**REQUIREMENT 1:** How would you put this sentence from the Erlang mailing-list thread into Spanish: "Mainstream languages lack proper support to deal with aliasing."?

**SELECTED EXCERPT:**
════════════════════

[erlang-questions] Re: Shared/Hybrid Heap

Fri Nov 5 12:21:58 CET 2010

On 11/4/10 10:41 PM, Richard O'Keefe wrote:
>
> On 5/11/2010, at 12:52 AM, Paulo Sérgio Almeida wrote:
>
>> Hi Robert,
>>
>> there is a point on which I do not agree; when you say:
>>
>> On 11/4/10 10:46 AM, Robert Virding wrote:
>>
>>> - I think that having immutable data even within only one process is a big win. Having mutable data gives you all the problems of global data. Immutable data makes it much easier to keep track of what is happening with your data, which is always a Big Win.
>>
>> I would say that having mutable data gives us SOME problems, but much LESS than when we have global mutable data.
>
> The difficulty is with aliasing.  Data don't have to be global to be aliased.

Yes, aliasing is the bane of imperative languages. But ... (see below)

>
> It *is* possible to have a language that looks and feels like an imperative
> language but which is largely free of such problems.  The original design of
> Euclid springs to mind.  Quoting "Early Experiences with Euclid":

If only it was that easy. In those times, the worry was about aliasing 
involving variables (e.g. a parameter of a function and a global 
variable). Dynamic allocation was not pervasive as now. With the present 
use of objects and passing references, things become much worse. Many 
people (including myself) have tried to do something about it. There are 
experimental proposals, like ownership types, confined types, etc. But 
we have not won the battle yet. Mainstream languages lack proper support 
to deal with aliasing.

>
> 	In Euclid it is illegal to have two identifiers that both name the
> 	same variable in a scope.  This means, for example, that it is
> 	illegal to call a procedure with a variable actual parameter
> 	which is also imported by the procedure, or for any two variable
> 	actual parameters to a procedure to specify the same variable.
> 	The imports clause makes it easy for the compiler to check for non-aliasing.
>
> 	The non-aliasing rule effectively eliminates a large class of
> 	particularly insidious programming errors.  A common example is the
> 	accidental passing of an element of an array to a procedure which
> 	changes the same array directly.  In this situation the value of
> 	the actual parameter changes unexpectedly as a result of an
> 	assignment to an element of the global array.
>
> 	This kind of bug can be very costly in debugging time, as we
> 	discovered early in the compiler project.  In the bootstrap and
> 	testing phase of the project, a particularly puzzling bug was
> 	encountered.  An entry in the compiler's symbol table was being
> 	changed without ever being assigned to (as was verified by a
> 	trace).  This problem, which was due to an accidental parameter
> 	alias, took almost a week of programmer effort to find.  The
> 	preliminary version of the compiler which we were then using
> 	did not implement non-alias checking.  Had it been implemented,
> 	the compiler would have detected the potential problem when the
> 	program was first compiled and thereby saved us a full week of
> 	programmer time.
>
> Note that this was nothing to do with *globality* of data, just the
> combination of mutability and sharing.

Yes ...

>
> Now here's the cute thing.  There was a Xerox paper that showed that
> the constraints on aliasing that made Euclid safe meant that it could
> be read as syntactic sugar for a functional language!

════════════════════

**REQUIREMENT 2:** Which lines of the records below contain the string "track"? Pull out each such line in full, treating uppercase and lowercase as different.

[Pointing records]
════════════════════

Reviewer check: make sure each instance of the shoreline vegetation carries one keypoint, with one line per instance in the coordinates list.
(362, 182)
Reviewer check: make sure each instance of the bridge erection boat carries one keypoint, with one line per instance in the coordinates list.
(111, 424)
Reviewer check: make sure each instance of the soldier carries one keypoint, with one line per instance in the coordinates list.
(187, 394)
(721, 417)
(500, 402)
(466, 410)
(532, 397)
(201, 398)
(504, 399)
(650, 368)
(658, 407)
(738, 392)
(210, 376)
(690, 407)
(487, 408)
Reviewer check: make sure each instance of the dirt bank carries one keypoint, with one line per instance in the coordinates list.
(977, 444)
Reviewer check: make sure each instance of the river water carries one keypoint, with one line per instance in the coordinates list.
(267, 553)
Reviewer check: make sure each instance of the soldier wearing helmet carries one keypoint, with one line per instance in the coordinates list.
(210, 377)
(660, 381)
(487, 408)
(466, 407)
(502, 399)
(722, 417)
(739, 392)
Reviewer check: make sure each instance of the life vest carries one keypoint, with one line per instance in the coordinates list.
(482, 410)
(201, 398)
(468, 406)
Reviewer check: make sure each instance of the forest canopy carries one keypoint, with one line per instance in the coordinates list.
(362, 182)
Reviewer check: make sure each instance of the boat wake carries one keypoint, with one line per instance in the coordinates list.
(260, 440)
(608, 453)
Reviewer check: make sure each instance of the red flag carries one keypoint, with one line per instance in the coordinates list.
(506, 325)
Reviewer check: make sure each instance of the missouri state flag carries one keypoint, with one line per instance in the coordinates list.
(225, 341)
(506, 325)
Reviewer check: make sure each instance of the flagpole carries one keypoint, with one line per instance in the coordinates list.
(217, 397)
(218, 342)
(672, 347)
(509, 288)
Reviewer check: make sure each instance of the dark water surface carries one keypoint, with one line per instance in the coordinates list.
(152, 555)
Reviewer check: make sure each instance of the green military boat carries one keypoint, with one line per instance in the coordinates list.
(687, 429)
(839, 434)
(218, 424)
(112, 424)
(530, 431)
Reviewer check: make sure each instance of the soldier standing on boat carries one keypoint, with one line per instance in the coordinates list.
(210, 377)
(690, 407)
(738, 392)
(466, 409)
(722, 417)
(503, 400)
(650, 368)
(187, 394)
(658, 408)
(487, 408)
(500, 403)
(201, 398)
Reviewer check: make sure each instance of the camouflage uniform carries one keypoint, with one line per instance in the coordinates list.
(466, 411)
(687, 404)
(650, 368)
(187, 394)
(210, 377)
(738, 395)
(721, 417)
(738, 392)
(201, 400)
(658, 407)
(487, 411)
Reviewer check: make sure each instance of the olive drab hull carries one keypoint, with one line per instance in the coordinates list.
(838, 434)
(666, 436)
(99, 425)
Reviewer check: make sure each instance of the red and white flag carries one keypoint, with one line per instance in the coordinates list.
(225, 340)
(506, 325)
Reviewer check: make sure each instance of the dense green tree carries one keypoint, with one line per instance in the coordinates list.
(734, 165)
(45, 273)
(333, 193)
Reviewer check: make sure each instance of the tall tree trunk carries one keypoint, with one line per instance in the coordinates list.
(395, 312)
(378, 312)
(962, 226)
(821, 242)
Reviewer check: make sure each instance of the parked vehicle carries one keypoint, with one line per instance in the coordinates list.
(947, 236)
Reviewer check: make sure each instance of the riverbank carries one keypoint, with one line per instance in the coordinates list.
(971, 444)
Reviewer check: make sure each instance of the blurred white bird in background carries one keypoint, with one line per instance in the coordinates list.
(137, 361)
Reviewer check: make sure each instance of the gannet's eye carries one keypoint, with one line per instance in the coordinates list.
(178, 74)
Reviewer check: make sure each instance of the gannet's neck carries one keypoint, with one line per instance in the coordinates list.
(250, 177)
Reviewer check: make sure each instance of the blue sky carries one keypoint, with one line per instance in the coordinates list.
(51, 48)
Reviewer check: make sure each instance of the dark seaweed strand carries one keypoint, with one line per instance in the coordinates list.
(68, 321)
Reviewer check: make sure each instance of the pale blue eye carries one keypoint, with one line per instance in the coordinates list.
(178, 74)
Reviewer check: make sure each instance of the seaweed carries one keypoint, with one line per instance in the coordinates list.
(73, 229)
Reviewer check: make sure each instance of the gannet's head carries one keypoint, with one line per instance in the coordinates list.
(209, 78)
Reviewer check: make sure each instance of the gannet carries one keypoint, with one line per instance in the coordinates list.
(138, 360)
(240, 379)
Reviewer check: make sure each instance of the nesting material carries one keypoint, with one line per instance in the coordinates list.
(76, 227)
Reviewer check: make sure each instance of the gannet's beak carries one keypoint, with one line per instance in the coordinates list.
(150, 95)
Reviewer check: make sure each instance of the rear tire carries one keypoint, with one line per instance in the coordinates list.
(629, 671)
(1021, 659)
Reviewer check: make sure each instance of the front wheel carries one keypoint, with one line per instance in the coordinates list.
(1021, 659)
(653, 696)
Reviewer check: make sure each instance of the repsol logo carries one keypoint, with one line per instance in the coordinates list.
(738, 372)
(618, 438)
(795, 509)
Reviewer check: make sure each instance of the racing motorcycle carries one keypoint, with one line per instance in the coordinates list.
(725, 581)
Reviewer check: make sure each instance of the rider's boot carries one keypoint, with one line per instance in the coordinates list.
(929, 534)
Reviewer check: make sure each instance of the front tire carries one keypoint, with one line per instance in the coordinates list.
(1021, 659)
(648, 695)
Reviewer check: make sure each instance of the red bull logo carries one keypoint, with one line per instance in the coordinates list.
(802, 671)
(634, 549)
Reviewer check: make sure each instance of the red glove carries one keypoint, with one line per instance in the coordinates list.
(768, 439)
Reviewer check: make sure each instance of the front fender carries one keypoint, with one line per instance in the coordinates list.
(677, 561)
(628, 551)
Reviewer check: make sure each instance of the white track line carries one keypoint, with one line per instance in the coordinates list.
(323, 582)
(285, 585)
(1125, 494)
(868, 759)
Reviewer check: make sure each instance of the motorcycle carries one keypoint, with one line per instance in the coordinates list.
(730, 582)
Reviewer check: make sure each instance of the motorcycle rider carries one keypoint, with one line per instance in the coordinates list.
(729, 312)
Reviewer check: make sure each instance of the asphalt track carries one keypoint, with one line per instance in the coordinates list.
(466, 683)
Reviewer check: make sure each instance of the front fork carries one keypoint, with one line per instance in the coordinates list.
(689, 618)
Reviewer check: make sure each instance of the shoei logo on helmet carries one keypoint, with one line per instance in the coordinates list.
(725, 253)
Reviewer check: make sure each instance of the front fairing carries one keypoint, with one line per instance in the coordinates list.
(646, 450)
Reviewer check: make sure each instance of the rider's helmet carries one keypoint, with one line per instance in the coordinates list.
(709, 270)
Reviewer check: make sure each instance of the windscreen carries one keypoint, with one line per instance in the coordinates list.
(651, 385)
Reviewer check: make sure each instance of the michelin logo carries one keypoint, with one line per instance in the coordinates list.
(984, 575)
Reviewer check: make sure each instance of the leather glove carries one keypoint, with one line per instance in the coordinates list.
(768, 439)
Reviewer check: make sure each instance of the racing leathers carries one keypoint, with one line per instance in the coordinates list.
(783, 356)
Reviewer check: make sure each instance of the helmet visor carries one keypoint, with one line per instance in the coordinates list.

════════════════════

**EXPECTED ANSWER 1:** Los lenguajes de uso general carecen de un soporte adecuado para manejar el aliasing.

**EXPECTED ANSWER 2:**
Reviewer check: make sure each instance of the white track line carries one keypoint, with one line per instance in the coordinates list.
Reviewer check: make sure each instance of the asphalt track carries one keypoint, with one line per instance in the coordinates list.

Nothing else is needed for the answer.